↓↓↓
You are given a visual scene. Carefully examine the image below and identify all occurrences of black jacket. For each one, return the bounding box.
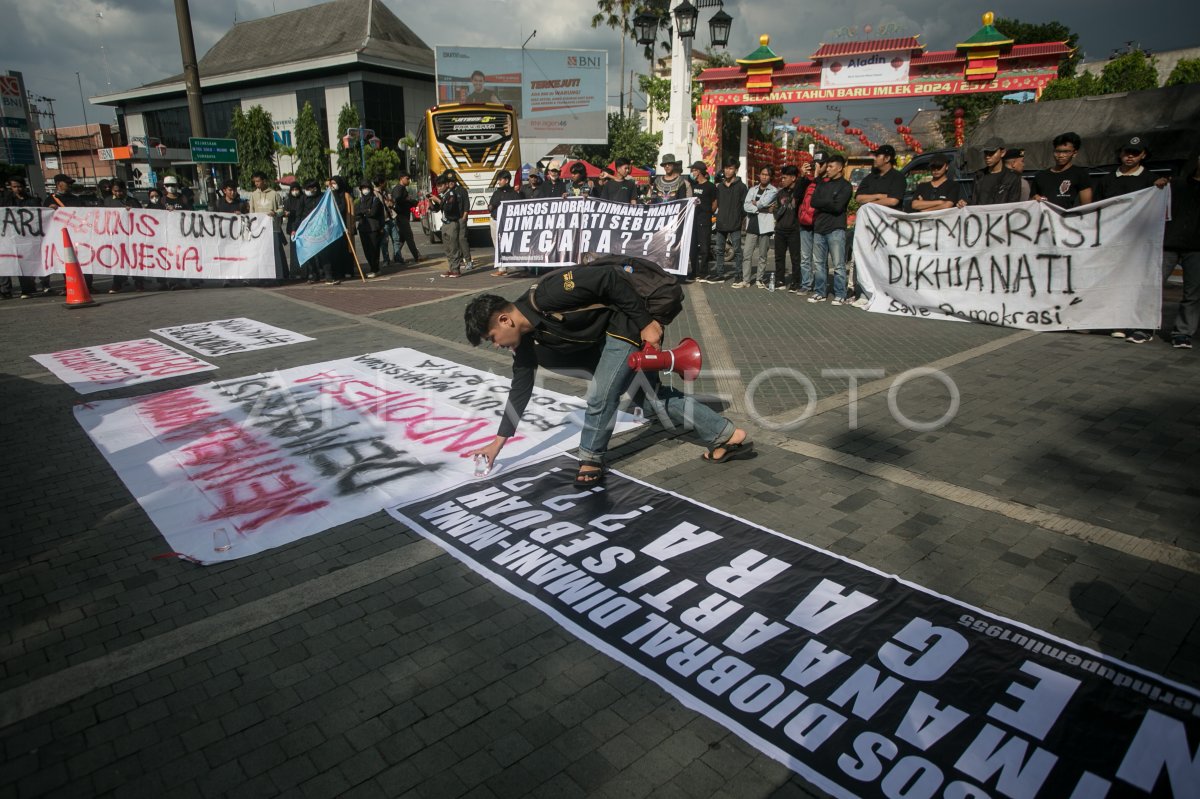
[809,178,854,234]
[971,167,1021,205]
[498,266,653,437]
[487,185,521,220]
[716,178,749,233]
[1163,175,1200,252]
[354,192,388,233]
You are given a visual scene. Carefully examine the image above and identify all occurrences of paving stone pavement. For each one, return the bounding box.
[0,257,1200,797]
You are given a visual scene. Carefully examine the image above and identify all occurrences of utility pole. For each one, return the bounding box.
[175,0,208,138]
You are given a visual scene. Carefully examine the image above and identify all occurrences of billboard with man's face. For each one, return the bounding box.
[434,44,608,144]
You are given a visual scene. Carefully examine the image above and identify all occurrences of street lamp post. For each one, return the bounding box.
[662,0,733,164]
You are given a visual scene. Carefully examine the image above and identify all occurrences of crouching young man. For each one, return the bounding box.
[463,266,754,486]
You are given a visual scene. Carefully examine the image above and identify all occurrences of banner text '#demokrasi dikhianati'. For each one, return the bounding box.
[496,197,696,274]
[390,458,1200,799]
[854,188,1169,330]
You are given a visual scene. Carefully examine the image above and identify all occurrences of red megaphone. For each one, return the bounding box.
[629,338,703,380]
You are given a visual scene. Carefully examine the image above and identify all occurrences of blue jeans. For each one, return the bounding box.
[812,230,846,300]
[710,230,742,278]
[800,228,812,292]
[580,336,737,463]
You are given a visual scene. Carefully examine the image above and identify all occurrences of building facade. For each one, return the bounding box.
[91,0,436,185]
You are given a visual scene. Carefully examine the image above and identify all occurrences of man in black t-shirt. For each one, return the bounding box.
[688,161,716,282]
[854,144,905,210]
[912,155,961,211]
[1031,133,1092,208]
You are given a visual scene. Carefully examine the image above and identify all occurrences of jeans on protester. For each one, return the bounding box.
[812,230,846,300]
[580,336,737,463]
[1163,250,1200,336]
[688,223,713,277]
[742,233,775,283]
[775,230,800,289]
[798,228,814,292]
[709,230,742,280]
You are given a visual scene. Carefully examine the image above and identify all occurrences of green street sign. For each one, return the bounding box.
[187,138,238,163]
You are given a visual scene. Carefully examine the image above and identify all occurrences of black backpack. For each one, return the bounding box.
[529,254,683,325]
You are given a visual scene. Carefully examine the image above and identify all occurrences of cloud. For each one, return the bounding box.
[7,0,1195,125]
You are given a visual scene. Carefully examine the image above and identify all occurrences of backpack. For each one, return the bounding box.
[529,254,683,325]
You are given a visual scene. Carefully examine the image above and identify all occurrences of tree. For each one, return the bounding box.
[574,114,662,167]
[296,102,329,184]
[337,103,362,184]
[934,19,1082,142]
[1042,72,1104,102]
[1163,59,1200,86]
[367,148,403,182]
[229,106,277,190]
[1100,50,1158,95]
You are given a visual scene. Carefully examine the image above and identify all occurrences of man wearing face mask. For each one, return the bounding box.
[354,180,384,277]
[283,182,304,280]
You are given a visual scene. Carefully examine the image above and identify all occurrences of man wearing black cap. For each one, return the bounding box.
[650,152,691,202]
[856,144,905,209]
[1092,136,1168,200]
[563,161,592,197]
[546,164,566,197]
[1092,136,1168,344]
[912,152,959,212]
[1004,148,1030,200]
[958,137,1021,208]
[431,169,470,277]
[688,161,716,281]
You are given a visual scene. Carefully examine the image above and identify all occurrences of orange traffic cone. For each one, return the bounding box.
[62,228,96,308]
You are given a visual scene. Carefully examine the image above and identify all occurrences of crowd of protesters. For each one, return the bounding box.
[0,132,1200,349]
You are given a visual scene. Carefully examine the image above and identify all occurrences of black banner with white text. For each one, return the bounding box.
[390,456,1200,799]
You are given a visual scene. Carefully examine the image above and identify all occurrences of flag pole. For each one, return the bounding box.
[342,191,367,283]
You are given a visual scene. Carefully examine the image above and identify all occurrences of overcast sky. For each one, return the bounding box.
[9,0,1200,125]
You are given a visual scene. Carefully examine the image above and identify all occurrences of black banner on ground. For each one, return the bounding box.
[494,197,696,275]
[391,457,1200,799]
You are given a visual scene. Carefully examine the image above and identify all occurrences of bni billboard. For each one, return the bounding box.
[434,44,608,144]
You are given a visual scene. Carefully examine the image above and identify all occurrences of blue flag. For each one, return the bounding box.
[294,192,346,264]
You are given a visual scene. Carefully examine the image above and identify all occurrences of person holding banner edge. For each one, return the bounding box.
[463,266,754,486]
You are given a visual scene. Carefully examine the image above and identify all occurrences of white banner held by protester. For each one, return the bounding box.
[150,317,313,358]
[496,197,696,275]
[37,208,275,281]
[854,188,1170,331]
[76,349,634,564]
[0,208,54,277]
[30,338,216,394]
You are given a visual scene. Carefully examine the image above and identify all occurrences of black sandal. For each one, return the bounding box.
[701,439,754,463]
[575,461,606,486]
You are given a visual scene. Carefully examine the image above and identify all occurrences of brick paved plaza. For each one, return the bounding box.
[0,245,1200,798]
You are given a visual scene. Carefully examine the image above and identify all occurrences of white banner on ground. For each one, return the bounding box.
[150,317,313,358]
[30,338,216,394]
[0,208,54,277]
[494,197,696,275]
[22,208,275,281]
[76,349,634,564]
[854,188,1170,330]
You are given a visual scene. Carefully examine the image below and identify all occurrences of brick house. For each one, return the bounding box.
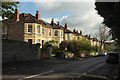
[2,9,64,47]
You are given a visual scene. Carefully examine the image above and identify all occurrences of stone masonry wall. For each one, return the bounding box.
[2,40,41,63]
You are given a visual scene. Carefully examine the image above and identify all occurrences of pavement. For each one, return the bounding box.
[2,57,119,80]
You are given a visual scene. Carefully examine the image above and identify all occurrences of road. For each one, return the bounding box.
[3,56,118,80]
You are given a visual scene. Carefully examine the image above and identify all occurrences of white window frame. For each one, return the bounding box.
[27,24,32,34]
[42,28,45,35]
[37,25,40,34]
[54,30,58,37]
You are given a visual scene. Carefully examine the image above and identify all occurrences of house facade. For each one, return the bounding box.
[2,9,99,47]
[2,9,64,47]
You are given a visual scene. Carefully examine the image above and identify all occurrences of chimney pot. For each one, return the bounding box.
[58,22,60,26]
[51,18,54,26]
[65,23,68,29]
[15,9,19,21]
[36,11,40,20]
[73,29,75,33]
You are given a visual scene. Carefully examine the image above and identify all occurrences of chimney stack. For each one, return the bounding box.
[57,22,60,26]
[73,29,75,33]
[80,30,82,35]
[36,11,40,20]
[65,23,68,29]
[51,18,54,26]
[15,8,19,21]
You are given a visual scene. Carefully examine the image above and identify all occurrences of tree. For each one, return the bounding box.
[0,0,18,19]
[95,0,120,48]
[96,25,111,50]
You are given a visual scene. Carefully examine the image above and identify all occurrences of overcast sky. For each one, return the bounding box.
[1,0,103,36]
[35,2,103,35]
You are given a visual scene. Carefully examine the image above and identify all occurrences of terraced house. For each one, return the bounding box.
[2,9,99,47]
[2,9,64,47]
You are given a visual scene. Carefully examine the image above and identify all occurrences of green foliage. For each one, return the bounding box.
[105,43,116,51]
[60,39,98,55]
[95,0,120,45]
[0,2,18,19]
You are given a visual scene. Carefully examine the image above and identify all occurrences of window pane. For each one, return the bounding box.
[28,39,32,44]
[42,28,44,35]
[55,30,58,36]
[37,25,40,34]
[49,30,52,36]
[28,25,32,33]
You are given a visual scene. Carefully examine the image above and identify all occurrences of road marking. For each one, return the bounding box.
[77,63,107,78]
[18,71,53,80]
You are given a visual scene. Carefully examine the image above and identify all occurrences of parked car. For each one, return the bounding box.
[96,52,106,56]
[106,53,119,63]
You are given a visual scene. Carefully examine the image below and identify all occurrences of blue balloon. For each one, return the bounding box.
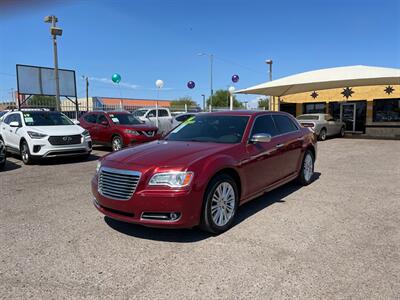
[232,74,239,83]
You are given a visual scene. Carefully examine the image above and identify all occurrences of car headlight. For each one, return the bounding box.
[27,131,47,139]
[149,172,193,188]
[125,129,140,135]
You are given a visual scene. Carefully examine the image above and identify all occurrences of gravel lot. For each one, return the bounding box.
[0,139,400,299]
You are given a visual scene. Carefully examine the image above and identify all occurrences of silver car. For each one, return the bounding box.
[297,114,346,141]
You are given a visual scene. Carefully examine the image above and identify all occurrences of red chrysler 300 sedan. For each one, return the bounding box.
[79,111,160,151]
[92,111,317,233]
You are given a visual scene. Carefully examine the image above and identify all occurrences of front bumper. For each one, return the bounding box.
[92,176,202,228]
[28,137,92,158]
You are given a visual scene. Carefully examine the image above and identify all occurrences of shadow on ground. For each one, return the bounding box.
[104,172,321,243]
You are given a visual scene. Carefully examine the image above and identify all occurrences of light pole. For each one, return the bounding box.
[44,16,62,111]
[265,59,275,110]
[82,76,89,111]
[201,94,206,111]
[228,86,235,110]
[197,53,214,107]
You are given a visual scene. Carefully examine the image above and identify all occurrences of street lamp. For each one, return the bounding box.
[265,59,275,110]
[228,86,235,110]
[197,53,214,107]
[201,94,206,111]
[44,16,62,111]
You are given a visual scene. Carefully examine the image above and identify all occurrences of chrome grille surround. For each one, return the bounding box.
[98,167,142,201]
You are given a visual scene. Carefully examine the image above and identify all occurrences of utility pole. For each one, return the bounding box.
[44,16,62,111]
[265,59,275,110]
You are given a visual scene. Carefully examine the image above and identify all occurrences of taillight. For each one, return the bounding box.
[301,123,315,128]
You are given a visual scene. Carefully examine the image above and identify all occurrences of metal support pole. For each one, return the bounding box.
[51,16,61,111]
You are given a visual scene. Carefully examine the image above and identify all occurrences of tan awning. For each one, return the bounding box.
[236,66,400,97]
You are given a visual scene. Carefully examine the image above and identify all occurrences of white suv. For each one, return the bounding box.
[0,110,92,164]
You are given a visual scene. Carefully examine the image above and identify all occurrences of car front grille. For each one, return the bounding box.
[98,167,141,200]
[49,134,82,145]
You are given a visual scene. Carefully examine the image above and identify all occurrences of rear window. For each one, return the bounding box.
[296,115,319,121]
[273,115,298,134]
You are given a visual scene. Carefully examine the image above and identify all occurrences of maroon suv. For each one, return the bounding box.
[92,111,317,233]
[79,111,160,151]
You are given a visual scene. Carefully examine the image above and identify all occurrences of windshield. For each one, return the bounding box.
[108,114,142,125]
[297,115,319,121]
[132,109,147,117]
[165,115,249,144]
[23,111,74,126]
↑↑↑
Task statement:
Reproduce verbatim the records above, starting at the line that contains "frame. For each one, return the bounding box." and ending at the line that contains "[28,25,32,33]", with both of those lines included.

Output for this exercise:
You are given a visual scene. Carefully examine the image above and identify all occurrences of white window frame. For each one, return the bounding box.
[27,24,32,34]
[42,28,45,35]
[37,25,40,34]
[54,30,58,37]
You are given a visual scene. Carefully examine the image above and identify all occurrences of house facade. For each one, return the bounding box.
[2,9,99,47]
[2,9,64,47]
You are given a visual scene. Carefully examine the image above and identify all occurrences of chimney pot. For each one, return the bounding box.
[58,22,60,26]
[51,18,54,26]
[65,23,68,29]
[15,9,19,21]
[36,11,40,20]
[73,29,75,33]
You are given a visual scene. Carefully examine the image above and identify all occurrences of chimney stack. For each one, return the bounding box.
[57,22,60,26]
[73,29,75,33]
[80,30,82,35]
[36,11,40,20]
[65,23,68,29]
[51,18,54,26]
[15,8,19,21]
You are given a visual scene. Carefully examine the image above and identify all occurrences of tree. For each one, return the bounding box.
[0,0,18,19]
[95,0,120,48]
[96,25,111,50]
You are given a visual scene. Carefully examine the image above and identify all occurrences of overcast sky. For each one, return the bounding box.
[1,0,103,36]
[35,2,103,35]
You are given a visual scene. Carefully examine the image above and identify all occurrences of terraced house. For each one, return the bounding box.
[2,9,99,47]
[2,9,64,47]
You are given a visual scene. Carefully examine the image above and identify all occurrences of green foliage. For each one, return the bounding box.
[105,43,116,51]
[60,39,98,55]
[95,0,120,45]
[0,2,18,19]
You are given a visual scene. Carefully examine the image above and identify all occurrences of window pane. For each one, return the bounding box.
[28,39,32,44]
[42,28,44,35]
[55,30,58,36]
[37,25,40,34]
[49,30,52,36]
[28,25,32,33]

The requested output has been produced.